* Tasks to perform
1. Summarize the passage on the FBI and Apple encryption dispute in two sentences.
2. In the passage on the FBI and Apple encryption dispute, what did the FBI do after Apple refused to create a backdoor?
3. Write the next few sentences of the passage on the FBI and Apple encryption dispute, picking up after its final sentence.

---------- Document section ----------

Considering that government backdoors are already responsible for allowing our enemies to carry out a series of data-thefts of American top secret intelligence — of which the hack on the Office of Personnel Management (OPM) is the most glaring, but far from only, example — it would seem the FBI would heed the sage advice of the tech experts. Unless there is more to the FBI vs. Apple encryption battle than meets the eye.

The FBI claims, because of the default encryption of the iPhone 5c used by San Bernardino shooter Syed Farook, that “Apple has the exclusive technical means” to access the data on the phone. So, when Apple refused to create a backdoor, the FBI said it had no choice but to seek a court order to force Apple to comply. But there are some facts of this case that — when seen together — paint a clear picture of the FBI creating and exaggerating the problem it says it can't solve without a backdoor into the iPhone.

---------- Extracted records ----------

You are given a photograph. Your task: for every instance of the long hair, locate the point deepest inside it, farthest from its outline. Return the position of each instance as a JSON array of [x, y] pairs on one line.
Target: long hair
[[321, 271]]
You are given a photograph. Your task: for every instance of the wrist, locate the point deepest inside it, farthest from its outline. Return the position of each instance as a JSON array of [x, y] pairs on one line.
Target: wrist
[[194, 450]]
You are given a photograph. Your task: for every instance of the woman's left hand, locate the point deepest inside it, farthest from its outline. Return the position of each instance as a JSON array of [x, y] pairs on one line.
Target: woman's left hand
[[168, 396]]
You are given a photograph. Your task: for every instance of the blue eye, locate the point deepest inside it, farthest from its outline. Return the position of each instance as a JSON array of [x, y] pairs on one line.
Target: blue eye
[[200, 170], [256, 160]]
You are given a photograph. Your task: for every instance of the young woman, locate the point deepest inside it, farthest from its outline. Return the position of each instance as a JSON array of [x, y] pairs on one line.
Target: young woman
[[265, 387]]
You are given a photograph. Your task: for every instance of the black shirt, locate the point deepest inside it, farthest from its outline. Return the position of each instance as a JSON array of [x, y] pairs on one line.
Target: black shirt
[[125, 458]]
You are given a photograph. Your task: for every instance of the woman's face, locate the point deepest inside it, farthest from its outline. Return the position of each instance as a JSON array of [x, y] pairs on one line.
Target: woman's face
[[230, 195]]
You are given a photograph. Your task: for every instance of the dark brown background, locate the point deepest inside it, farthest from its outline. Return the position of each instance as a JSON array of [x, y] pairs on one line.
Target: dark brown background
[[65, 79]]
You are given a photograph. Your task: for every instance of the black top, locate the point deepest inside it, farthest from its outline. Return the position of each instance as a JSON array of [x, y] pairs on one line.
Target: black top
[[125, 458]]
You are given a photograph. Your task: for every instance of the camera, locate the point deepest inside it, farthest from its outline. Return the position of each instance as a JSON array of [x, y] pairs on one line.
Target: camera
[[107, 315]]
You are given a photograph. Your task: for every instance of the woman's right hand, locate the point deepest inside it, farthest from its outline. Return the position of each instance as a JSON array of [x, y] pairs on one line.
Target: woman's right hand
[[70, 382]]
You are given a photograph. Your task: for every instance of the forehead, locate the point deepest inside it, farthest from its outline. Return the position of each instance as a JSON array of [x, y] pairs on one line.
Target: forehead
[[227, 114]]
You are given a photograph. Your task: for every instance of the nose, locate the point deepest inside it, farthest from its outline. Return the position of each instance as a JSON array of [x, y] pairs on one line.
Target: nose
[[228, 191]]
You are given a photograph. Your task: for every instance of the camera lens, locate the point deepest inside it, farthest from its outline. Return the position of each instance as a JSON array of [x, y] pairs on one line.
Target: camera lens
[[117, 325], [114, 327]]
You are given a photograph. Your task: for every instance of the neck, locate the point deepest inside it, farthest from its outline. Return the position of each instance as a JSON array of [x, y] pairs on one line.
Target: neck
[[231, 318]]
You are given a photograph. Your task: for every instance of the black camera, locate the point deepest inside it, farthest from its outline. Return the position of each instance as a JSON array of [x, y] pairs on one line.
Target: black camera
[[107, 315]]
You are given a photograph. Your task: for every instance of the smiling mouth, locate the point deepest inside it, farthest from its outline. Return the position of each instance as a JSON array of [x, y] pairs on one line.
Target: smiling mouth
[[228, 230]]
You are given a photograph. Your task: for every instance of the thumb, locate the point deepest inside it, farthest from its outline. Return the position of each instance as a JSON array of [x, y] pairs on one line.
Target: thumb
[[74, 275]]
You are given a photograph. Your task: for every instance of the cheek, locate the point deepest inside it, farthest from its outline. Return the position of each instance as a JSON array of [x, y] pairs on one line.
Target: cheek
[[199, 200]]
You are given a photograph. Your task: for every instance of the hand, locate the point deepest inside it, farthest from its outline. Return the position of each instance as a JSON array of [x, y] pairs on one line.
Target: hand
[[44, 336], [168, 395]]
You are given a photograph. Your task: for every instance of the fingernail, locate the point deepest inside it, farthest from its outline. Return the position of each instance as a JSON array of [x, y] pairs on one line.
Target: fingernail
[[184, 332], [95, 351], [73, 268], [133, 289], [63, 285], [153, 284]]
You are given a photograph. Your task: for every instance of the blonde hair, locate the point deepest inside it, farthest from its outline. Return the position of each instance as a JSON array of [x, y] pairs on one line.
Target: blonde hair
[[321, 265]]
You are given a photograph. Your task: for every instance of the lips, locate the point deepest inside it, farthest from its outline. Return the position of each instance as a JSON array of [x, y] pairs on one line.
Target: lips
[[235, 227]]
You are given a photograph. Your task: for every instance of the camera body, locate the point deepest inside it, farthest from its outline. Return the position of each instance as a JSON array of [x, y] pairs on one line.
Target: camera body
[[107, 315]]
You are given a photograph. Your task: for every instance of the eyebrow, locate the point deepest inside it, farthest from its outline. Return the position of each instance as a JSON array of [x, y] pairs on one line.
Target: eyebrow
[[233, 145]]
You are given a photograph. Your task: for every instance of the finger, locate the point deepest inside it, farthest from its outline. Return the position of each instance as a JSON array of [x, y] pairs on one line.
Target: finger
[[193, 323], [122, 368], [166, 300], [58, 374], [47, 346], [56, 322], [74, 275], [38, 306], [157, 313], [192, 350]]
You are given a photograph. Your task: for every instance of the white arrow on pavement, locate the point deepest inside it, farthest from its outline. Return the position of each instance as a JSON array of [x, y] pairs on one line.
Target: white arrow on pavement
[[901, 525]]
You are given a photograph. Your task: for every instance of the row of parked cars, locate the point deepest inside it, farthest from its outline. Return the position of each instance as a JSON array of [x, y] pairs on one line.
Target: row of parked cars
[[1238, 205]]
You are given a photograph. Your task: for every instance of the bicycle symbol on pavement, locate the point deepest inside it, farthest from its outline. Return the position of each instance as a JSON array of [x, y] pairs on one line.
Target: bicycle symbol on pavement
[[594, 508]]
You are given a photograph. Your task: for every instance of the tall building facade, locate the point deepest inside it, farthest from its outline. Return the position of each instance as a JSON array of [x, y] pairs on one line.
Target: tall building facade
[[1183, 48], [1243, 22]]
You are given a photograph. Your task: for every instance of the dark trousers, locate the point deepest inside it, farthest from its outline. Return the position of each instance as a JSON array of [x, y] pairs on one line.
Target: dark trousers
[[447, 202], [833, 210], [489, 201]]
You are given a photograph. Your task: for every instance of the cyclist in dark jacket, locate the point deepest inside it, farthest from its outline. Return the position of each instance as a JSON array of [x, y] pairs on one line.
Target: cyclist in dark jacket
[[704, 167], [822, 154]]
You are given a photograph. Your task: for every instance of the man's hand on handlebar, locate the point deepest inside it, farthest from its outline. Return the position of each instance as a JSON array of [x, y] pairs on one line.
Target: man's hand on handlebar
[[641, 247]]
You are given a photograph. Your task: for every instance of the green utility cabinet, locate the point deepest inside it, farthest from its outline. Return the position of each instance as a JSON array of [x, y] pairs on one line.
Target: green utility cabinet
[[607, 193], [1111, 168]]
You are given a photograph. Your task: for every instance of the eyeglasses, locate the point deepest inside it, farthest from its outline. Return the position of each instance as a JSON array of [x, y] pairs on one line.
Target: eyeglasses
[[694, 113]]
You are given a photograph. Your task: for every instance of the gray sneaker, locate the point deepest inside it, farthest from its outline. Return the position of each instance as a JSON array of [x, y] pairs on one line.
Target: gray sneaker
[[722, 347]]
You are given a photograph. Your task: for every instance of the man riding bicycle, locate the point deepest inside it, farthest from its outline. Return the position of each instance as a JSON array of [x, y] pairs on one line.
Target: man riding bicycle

----------

* In response
1. Because government backdoors have already let enemies steal American top secret intelligence, as in the hack on the Office of Personnel Management, the FBI would seem likely to heed tech experts unless there is more to its fight with Apple. The FBI says the default encryption on the iPhone 5c used by San Bernardino shooter Syed Farook gives Apple "the exclusive technical means" to access its data and sought a court order when Apple refused to build a backdoor, but certain facts of the case suggest the FBI created and exaggerated that problem.

2. It sought a court order to force Apple to comply.

3.
When the phone — which is actually owned by the county of San Bernardino and was issued to Farook as his work phone — was recovered by San Bernardino investigators, they were instructed by the FBI to change the password of the iCloud account associated with the phone. This prevented the phone from being able to backup its data to the iCloud service where it would have been accessible to the FBI since Apple does hold the keys to the encryption of that service. In fact, Apple has made all of the data from the iCloud account associated with that phone available to the FBI. But, as the FBI claimed in its petition to the court, changing the password made the data “permanently inaccessible” since Apple does not hold the encryption keys to iPhone and iPad devices.

If the FBI had not directed San Bernardino investigators to reset that password, there is a good chance that simply by connecting the phone to one of its default Wi-Fi networks, it would have sent much, if not all, of its data to the iCloud where Apple would have been able to access it and turn it over to the FBI. In describing the decision to reset the iCloud password during his testimony before Congress, FBI Director James Comey said, “There was a mistake made.” It is unimaginable that a computer forensics investigator working for the FBI would make such a “mistake.”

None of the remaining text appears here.